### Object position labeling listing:

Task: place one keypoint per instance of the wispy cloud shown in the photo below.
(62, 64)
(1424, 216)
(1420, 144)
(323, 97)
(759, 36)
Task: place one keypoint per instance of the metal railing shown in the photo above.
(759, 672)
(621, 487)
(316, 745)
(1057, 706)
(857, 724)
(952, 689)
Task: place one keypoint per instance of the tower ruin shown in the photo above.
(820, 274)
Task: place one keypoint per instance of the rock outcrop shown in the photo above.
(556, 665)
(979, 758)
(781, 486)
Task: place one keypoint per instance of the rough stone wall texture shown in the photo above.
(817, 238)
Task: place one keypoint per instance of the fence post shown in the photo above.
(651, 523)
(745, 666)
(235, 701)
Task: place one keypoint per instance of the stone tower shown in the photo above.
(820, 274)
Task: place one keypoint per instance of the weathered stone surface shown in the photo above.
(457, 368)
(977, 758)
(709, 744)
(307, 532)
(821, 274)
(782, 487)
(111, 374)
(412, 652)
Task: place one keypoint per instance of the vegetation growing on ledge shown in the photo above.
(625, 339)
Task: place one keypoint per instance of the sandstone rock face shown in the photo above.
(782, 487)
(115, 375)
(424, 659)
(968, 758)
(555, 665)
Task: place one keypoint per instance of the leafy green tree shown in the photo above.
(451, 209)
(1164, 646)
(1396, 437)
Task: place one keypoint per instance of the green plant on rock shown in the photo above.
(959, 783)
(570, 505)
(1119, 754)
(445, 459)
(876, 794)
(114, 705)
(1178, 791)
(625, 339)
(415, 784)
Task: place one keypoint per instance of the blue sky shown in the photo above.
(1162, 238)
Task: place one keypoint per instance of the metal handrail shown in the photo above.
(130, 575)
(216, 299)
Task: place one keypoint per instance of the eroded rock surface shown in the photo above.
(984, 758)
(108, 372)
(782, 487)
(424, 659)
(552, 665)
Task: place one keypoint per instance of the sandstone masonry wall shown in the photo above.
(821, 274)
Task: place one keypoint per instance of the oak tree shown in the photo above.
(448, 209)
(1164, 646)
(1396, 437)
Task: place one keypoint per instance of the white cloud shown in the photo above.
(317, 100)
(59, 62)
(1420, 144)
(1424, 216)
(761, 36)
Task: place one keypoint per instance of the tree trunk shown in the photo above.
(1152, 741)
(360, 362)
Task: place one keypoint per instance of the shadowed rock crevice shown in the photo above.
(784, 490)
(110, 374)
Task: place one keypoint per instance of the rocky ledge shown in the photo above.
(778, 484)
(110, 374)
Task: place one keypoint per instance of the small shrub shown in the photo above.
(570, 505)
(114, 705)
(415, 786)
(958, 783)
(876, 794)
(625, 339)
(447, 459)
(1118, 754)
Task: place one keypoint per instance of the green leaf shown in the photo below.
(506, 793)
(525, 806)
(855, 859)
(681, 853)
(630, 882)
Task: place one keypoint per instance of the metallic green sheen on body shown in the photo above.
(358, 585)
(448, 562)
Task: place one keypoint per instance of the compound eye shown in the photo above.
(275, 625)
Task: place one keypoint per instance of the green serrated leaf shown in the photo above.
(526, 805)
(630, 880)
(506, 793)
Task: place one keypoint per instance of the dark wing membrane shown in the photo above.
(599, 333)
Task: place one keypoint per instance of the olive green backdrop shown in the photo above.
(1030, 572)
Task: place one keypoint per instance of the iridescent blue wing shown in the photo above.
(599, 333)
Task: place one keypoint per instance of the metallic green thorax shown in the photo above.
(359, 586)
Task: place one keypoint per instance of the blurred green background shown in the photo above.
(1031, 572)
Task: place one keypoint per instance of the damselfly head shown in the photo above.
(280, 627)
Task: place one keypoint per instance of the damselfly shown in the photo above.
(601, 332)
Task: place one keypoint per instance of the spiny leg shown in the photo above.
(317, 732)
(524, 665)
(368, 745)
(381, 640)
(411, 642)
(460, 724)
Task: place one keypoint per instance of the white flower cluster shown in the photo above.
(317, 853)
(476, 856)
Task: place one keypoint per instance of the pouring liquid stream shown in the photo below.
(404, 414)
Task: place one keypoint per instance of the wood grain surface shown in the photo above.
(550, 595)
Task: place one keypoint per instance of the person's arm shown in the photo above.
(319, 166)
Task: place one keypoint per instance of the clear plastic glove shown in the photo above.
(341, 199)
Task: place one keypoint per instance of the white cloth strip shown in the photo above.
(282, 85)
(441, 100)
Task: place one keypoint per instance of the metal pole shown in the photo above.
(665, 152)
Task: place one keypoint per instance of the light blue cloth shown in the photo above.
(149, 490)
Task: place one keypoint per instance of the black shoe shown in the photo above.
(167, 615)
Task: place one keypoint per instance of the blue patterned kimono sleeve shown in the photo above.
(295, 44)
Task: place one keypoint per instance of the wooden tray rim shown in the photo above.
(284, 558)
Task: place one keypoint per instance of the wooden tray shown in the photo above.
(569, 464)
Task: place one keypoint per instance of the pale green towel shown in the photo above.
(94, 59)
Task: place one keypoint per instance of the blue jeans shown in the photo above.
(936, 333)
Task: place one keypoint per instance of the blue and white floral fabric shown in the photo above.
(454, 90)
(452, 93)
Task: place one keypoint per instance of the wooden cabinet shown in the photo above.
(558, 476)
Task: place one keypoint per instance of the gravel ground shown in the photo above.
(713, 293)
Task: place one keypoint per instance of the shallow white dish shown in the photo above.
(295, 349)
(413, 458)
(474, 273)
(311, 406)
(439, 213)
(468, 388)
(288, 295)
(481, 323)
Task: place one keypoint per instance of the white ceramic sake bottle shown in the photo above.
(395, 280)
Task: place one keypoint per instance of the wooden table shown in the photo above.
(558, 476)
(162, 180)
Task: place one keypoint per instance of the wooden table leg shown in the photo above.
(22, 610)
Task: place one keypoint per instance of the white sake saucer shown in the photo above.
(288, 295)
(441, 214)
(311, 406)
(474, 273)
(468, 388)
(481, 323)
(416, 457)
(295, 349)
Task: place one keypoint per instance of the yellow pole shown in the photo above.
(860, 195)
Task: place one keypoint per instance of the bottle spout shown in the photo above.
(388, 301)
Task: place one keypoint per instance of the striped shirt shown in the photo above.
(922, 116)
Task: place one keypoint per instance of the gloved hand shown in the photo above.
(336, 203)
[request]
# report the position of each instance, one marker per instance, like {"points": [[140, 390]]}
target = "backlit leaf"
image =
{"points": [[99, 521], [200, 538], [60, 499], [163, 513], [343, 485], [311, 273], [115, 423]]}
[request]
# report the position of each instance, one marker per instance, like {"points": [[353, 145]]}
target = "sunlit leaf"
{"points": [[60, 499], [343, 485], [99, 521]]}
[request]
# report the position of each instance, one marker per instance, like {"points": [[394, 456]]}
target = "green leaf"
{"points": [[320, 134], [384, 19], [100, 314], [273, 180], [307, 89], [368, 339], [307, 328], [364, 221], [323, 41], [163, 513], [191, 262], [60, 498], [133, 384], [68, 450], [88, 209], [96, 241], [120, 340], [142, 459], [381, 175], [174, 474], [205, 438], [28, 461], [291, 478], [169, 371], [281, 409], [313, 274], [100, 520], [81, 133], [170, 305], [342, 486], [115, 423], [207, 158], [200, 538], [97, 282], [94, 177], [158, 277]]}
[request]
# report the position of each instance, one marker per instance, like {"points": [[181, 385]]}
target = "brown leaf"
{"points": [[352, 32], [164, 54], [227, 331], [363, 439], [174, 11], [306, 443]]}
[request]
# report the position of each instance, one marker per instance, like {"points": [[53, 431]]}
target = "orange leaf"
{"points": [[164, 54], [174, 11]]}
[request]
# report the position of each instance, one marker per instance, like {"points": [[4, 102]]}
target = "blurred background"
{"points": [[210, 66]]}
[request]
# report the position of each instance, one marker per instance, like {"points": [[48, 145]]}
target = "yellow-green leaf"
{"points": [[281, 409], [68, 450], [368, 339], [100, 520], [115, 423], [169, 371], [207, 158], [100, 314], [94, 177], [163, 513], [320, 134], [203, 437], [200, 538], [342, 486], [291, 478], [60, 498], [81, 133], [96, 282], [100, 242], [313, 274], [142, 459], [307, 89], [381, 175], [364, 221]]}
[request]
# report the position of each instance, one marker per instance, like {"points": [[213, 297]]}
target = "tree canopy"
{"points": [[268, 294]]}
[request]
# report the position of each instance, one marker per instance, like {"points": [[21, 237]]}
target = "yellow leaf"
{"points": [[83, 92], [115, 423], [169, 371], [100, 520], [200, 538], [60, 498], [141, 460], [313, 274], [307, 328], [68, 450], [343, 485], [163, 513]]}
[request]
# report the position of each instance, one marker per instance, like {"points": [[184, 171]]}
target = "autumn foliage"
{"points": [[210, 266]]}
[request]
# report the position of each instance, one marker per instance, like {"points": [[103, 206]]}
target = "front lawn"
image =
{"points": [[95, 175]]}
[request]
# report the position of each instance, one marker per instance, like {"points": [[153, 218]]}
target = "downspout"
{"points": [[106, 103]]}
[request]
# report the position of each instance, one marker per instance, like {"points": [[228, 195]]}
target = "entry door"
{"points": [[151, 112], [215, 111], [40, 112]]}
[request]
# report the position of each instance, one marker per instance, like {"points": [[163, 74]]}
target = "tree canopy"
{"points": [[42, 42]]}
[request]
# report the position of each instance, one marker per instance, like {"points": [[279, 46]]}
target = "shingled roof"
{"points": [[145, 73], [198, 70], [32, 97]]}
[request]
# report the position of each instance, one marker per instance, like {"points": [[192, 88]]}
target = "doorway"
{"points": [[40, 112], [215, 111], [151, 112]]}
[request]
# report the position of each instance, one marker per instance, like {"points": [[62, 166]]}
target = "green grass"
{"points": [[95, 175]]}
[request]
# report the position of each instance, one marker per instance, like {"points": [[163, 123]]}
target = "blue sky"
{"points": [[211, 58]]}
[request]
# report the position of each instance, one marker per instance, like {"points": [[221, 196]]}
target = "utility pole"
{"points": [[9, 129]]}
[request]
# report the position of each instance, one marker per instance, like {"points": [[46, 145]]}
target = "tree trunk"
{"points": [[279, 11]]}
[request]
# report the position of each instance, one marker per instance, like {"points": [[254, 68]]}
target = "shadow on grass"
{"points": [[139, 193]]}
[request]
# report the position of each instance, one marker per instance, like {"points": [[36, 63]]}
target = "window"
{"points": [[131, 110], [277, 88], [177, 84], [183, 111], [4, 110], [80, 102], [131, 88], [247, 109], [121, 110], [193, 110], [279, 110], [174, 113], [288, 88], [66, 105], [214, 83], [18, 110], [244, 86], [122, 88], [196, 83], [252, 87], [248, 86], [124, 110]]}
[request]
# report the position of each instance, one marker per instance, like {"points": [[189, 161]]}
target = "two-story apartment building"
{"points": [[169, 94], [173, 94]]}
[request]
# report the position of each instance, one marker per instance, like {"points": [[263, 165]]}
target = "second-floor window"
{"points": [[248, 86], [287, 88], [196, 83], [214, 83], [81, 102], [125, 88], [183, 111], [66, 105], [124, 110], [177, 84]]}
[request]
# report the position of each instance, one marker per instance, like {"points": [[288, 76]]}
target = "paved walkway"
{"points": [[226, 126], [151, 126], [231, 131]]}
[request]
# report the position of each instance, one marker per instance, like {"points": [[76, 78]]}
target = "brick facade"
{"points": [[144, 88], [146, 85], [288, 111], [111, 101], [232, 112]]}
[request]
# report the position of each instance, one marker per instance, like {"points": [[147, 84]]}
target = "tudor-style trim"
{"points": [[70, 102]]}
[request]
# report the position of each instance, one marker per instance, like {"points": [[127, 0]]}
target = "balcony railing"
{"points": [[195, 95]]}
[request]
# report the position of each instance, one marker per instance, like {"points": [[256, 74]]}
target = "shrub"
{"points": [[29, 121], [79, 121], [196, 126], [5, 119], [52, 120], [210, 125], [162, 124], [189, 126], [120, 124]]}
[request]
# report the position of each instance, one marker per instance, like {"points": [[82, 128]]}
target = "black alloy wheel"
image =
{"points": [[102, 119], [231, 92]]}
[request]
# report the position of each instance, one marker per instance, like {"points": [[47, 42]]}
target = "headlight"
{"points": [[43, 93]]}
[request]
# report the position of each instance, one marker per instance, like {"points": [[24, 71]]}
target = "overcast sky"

### Description of the task:
Select and copy each line of the listing above that contains the string "blue".

### Finished answer:
Task: place one keypoint per instance of the blue sky shown in the photo above.
Task: place one keypoint per instance of the iridescent blue wing shown in the photo above.
Task: place one keypoint per instance of the light blue cloth shown in the photo above.
Task: place one keypoint per instance of the blue patterned kimono sleeve shown in the photo above.
Task: place one keypoint per instance of the blue jeans shown in the photo above.
Task: place one keypoint per instance of the blue and white floral fabric shown in the photo above.
target = "blue sky"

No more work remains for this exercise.